Given exercise :: Please show every line below that contains the word "water", copying each such line in full. Case counts when matching.

- - - - - - -

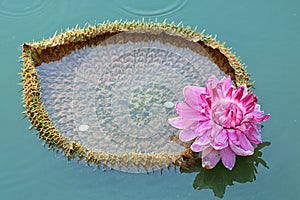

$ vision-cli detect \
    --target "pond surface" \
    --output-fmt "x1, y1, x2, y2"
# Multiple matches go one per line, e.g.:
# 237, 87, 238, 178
0, 0, 300, 200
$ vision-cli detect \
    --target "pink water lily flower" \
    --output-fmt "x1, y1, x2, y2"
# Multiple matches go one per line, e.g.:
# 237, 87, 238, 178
169, 76, 270, 170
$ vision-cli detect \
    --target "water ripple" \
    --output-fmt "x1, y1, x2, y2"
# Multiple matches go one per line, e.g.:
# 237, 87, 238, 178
0, 0, 49, 18
118, 0, 187, 17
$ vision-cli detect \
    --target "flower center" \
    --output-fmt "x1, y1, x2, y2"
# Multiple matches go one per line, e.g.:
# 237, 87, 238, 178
212, 102, 243, 128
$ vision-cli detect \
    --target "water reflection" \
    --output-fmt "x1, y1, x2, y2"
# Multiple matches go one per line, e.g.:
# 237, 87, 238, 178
117, 0, 187, 17
180, 142, 271, 198
0, 0, 49, 18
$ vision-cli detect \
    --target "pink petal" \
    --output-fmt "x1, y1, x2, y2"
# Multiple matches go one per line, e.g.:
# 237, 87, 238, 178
226, 87, 234, 99
202, 147, 220, 169
179, 129, 197, 142
196, 120, 211, 135
241, 93, 257, 114
210, 124, 223, 138
221, 76, 233, 93
244, 123, 262, 144
220, 147, 235, 170
211, 129, 228, 150
193, 133, 210, 146
228, 133, 254, 156
183, 86, 206, 111
191, 142, 209, 152
232, 85, 247, 101
169, 117, 195, 129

- - - - - - -

Response to the exercise ::
    --target "pink water lily flower" \
    --target "water ripple" \
    --target "water reflection" \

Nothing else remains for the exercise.